→ **Task prompt**:
Answer from the R function excerpt below:
(a) What value of pareto_k_threshold is recommended?
(b) Which two values can species currently take?
(c) What adapt_delta value is passed to sampling?

→ **Excerpt to read**:
This is the R function I wrote to run the model and compute the two LOO-CV versions:

validfit <- function(species, model, no_zHOUSE, no_zWEEK, WEEK2DAY, doforward, doexactloopdi, T_est, pareto_k_threshold, chains, warmup, iter, savetofile) {
  # This function return a list containing the stanfit object for the given model fitted to the whole data, the matrix defining the forward simulations if doforward==1, the loo() output for this with PSIS-approximated elpd (expected log posterior density) replaced by the exact elpd for the data points with pareto-k value above pareto_k_threshold, elpd_tilde_loo_psis which is forgetting the group association of the left-out data point (again with exact loo if the pareto-k value is above pareto_k_threshold), SE_elpd_tilde_loo_psis which is the standard error of the latter, and a vector with the indices of the data points with pareto-k value above pareto-k_threshold
  # pareto_k_threshold = 0.5 or at most 0.7 is recommended
  #species is currently either 'gamb' or 'fune'
  
  ## preparations
  if(chains <= 1) {stop("needs multiple chains")}
  
  options(mc.cores = parallel::detectCores())
  library('rstan')
  rstan_options(auto_write = TRUE)
  library("loo")
  
  model_file <- paste0("./", model, ".stan", collapse = NULL)
  m <- stan_model(file = model_file)  # Stan program
  
  ## fit model to whole data
  input_stan <- data_stan(species=species, doexactloopdi=0, T_est, index=NA, doforward=doforward, no_zHOUSE=no_zHOUSE, no_zWEEK=no_zWEEK, WEEK2DAY)
  sim <- input_stan$sim
  fit <- sampling(
    m, 
    data = input_stan,    # named list of data
    chains = chains,      # number of Markov chains
    warmup = warmup,      # number of warmup iterations per chain
    iter = iter,          # total number of iterations per chain
    control = list(adapt_delta = 0.8),
    show_messages = FALSE
  )
  
  ## LOO-CV by PSIS with using group association of left-out data point for prediction
    log_lik <- loo::extract_log_lik(fit, merge_chains = FALSE) # Extract pointwise log-likelihood
    
    # as of loo v2.0.0 we can optionally provide relative effective sample sizes
    # when calling loo, which allows for better estimates of the PSIS effective
    # sample sizes and Monte Carlo error
    r_eff <- relative_eff(exp(log_lik))

→ **Data shown**:
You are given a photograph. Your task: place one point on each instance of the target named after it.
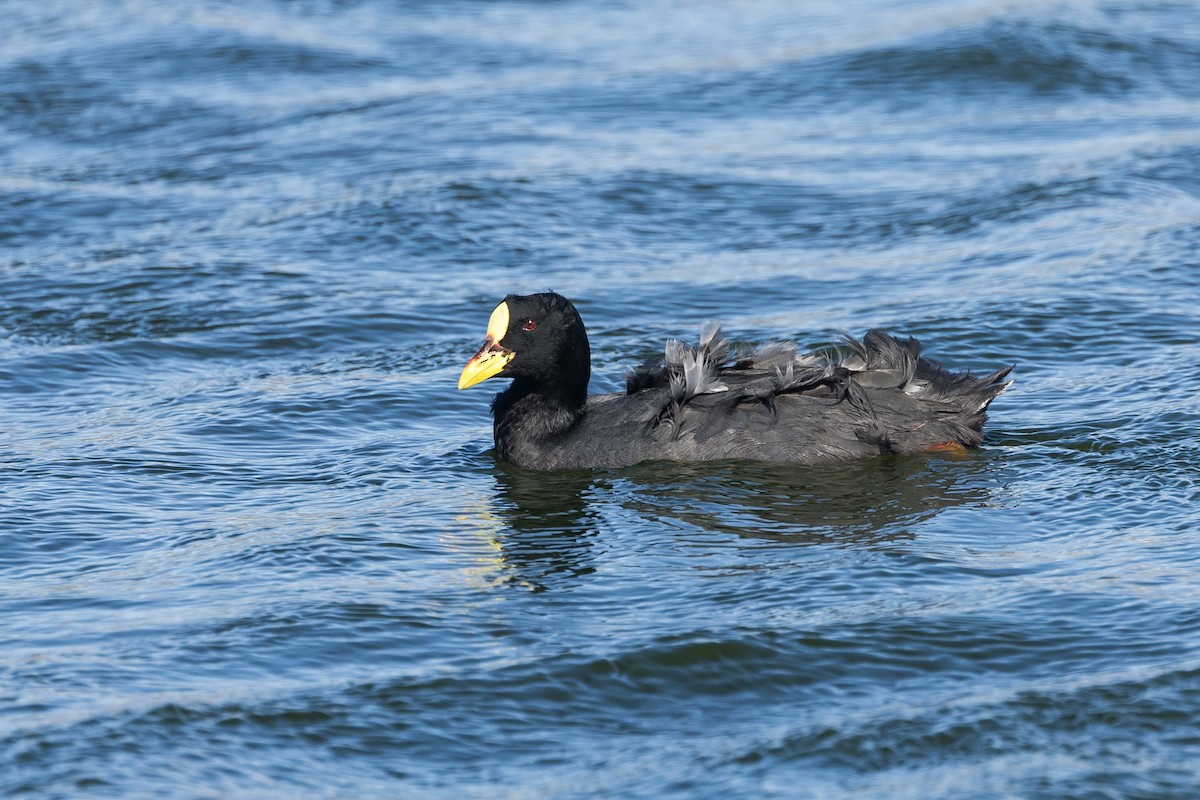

→ **Expected answer**:
(a) 0.5, or at most 0.7
(b) 'gamb' or 'fune'
(c) 0.8